GOAL OF THE EXERCISE> Below are the entries to work from; restate word for word the portion that opens with the line containing "pixel 58 82" and closes with the line containing "pixel 245 264", keeping both.

ENTRIES SUPPLIED>
Segment Open

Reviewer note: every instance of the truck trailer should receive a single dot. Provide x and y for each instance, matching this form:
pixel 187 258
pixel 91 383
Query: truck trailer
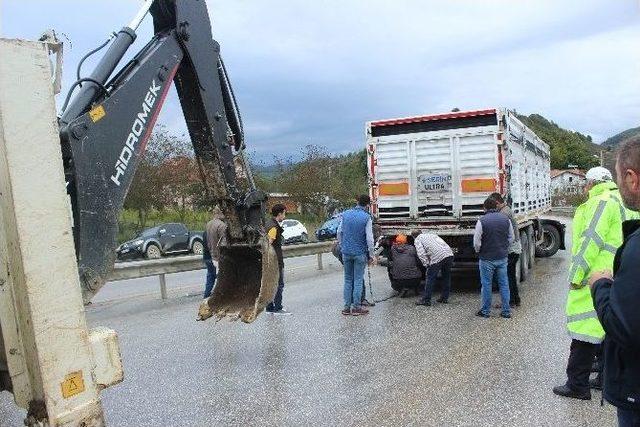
pixel 434 172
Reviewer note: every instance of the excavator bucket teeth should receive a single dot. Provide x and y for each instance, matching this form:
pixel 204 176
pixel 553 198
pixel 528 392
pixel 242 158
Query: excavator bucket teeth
pixel 247 281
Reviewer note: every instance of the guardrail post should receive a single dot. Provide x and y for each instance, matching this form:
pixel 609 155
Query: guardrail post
pixel 163 287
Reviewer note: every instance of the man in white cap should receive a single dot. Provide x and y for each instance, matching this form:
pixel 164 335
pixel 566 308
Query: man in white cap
pixel 597 234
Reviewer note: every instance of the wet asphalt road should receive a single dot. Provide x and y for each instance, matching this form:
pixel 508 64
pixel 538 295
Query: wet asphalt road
pixel 400 365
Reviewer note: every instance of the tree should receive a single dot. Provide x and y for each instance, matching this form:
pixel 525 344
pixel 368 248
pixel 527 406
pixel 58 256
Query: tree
pixel 161 175
pixel 320 182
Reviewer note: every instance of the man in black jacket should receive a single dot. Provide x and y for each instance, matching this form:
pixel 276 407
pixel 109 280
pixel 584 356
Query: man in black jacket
pixel 617 300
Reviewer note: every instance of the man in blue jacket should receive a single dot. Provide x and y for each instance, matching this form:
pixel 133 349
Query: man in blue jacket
pixel 617 298
pixel 355 235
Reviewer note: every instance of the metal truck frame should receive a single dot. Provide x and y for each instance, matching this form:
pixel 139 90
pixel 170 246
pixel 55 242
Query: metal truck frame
pixel 433 173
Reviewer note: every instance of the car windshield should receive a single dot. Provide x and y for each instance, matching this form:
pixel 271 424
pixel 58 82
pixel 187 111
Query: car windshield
pixel 149 232
pixel 333 222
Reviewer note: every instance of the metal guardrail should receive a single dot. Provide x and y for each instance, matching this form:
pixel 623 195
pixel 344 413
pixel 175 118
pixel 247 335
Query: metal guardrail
pixel 563 210
pixel 162 267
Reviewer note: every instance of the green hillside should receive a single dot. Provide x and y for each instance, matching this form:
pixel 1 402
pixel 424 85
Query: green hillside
pixel 567 147
pixel 616 139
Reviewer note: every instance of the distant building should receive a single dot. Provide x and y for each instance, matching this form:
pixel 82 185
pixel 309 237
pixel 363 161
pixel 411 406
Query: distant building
pixel 285 199
pixel 567 181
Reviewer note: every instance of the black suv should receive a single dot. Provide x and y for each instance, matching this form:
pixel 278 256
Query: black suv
pixel 164 239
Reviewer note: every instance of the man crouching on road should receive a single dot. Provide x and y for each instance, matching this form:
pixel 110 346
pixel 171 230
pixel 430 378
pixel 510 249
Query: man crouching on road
pixel 597 234
pixel 617 299
pixel 355 235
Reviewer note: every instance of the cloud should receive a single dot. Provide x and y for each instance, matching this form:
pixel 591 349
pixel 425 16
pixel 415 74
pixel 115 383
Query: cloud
pixel 315 72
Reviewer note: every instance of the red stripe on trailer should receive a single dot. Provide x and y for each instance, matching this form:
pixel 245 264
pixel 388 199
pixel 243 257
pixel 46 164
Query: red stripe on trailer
pixel 418 119
pixel 501 169
pixel 373 193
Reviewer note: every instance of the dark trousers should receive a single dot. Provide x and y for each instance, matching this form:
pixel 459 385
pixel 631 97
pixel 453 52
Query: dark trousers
pixel 579 366
pixel 364 287
pixel 211 278
pixel 432 275
pixel 627 418
pixel 276 304
pixel 512 261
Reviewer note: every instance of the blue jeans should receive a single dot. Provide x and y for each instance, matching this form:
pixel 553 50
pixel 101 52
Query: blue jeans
pixel 432 275
pixel 276 304
pixel 354 266
pixel 212 273
pixel 627 418
pixel 489 270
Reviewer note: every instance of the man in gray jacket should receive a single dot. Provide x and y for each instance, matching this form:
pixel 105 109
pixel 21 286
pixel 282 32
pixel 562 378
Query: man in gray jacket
pixel 215 234
pixel 515 249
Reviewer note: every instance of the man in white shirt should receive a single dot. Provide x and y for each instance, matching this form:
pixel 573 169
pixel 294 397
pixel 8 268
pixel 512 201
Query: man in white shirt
pixel 436 256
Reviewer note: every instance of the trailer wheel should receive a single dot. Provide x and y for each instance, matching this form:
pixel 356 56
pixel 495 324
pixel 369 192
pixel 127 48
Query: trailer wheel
pixel 550 241
pixel 532 246
pixel 524 256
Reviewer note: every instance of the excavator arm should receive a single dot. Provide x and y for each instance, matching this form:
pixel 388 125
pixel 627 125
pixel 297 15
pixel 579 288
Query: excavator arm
pixel 104 130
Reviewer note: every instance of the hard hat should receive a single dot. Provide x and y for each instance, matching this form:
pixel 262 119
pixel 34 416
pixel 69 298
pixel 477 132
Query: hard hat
pixel 401 239
pixel 599 174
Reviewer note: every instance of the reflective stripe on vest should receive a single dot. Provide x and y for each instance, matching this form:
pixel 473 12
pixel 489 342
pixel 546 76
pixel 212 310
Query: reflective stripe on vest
pixel 590 234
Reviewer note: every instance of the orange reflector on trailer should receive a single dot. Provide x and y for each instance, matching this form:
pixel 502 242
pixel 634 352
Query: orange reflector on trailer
pixel 393 189
pixel 478 185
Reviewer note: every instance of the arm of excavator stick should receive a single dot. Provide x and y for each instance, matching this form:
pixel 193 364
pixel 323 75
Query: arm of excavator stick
pixel 105 129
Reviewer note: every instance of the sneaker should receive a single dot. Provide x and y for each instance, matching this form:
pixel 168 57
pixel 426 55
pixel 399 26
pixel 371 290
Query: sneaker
pixel 481 314
pixel 359 311
pixel 565 391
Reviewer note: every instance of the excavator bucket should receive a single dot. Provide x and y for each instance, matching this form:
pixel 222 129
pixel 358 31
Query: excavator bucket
pixel 247 281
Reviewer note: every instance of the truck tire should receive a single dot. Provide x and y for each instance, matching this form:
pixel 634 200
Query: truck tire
pixel 152 251
pixel 532 246
pixel 197 247
pixel 550 241
pixel 524 256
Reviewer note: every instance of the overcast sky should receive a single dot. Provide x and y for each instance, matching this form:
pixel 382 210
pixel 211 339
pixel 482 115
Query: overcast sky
pixel 315 72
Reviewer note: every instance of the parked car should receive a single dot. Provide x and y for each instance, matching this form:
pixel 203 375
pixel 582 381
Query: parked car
pixel 329 230
pixel 294 232
pixel 164 239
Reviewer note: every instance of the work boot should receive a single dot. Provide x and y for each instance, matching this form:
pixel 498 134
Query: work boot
pixel 596 383
pixel 565 391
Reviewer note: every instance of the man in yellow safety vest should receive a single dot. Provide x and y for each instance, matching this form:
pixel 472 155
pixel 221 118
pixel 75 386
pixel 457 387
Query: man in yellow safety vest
pixel 597 234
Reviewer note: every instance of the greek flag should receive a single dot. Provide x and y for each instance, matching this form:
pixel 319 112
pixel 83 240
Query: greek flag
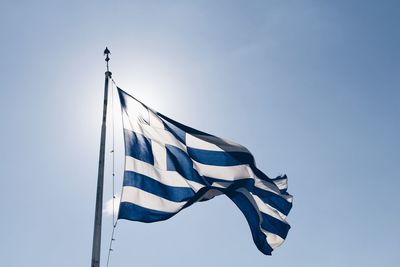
pixel 170 166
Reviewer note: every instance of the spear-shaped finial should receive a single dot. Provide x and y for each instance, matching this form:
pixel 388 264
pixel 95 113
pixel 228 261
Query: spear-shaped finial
pixel 106 53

Segment Closed

SOLUTION TO THE PROBLEM>
pixel 58 82
pixel 187 111
Query: car windshield
pixel 149 232
pixel 333 222
Reviewer note: every instance of the metal guardrail should receive a single dot. Provide x and y for each instance, matching this form:
pixel 623 195
pixel 344 413
pixel 175 118
pixel 247 335
Query: metal guardrail
pixel 563 210
pixel 162 267
Reviewer note: every instance of the green hillside should receive a single dot. Provide x and y for each instance, matching this form:
pixel 1 402
pixel 424 85
Query: green hillside
pixel 567 147
pixel 616 139
Reviewer note: every instance of the distant building should receive a single dot. Provide x and y for each instance, matching this form:
pixel 82 185
pixel 309 237
pixel 363 161
pixel 411 406
Query: distant building
pixel 285 199
pixel 567 181
Reviewer note: every instance of the black suv should receive a single dot. Provide x and y for each instance, matching this form:
pixel 278 256
Query: black suv
pixel 164 239
Reviewer note: every instance of the man crouching on road should receive a single dot. Provide x and y for each instance, matching this form:
pixel 110 346
pixel 171 230
pixel 430 378
pixel 510 249
Query: man crouching on road
pixel 597 234
pixel 617 299
pixel 355 235
Reviewer note: every instance of the cloud should receive a single dot. Provide x and y for each instance, matching this form:
pixel 591 349
pixel 425 16
pixel 415 74
pixel 115 383
Query: cloud
pixel 315 72
Reviewer note: every instance of the red stripe on trailer should receive a single dot. Provide x and y for each instance, matching this form:
pixel 245 264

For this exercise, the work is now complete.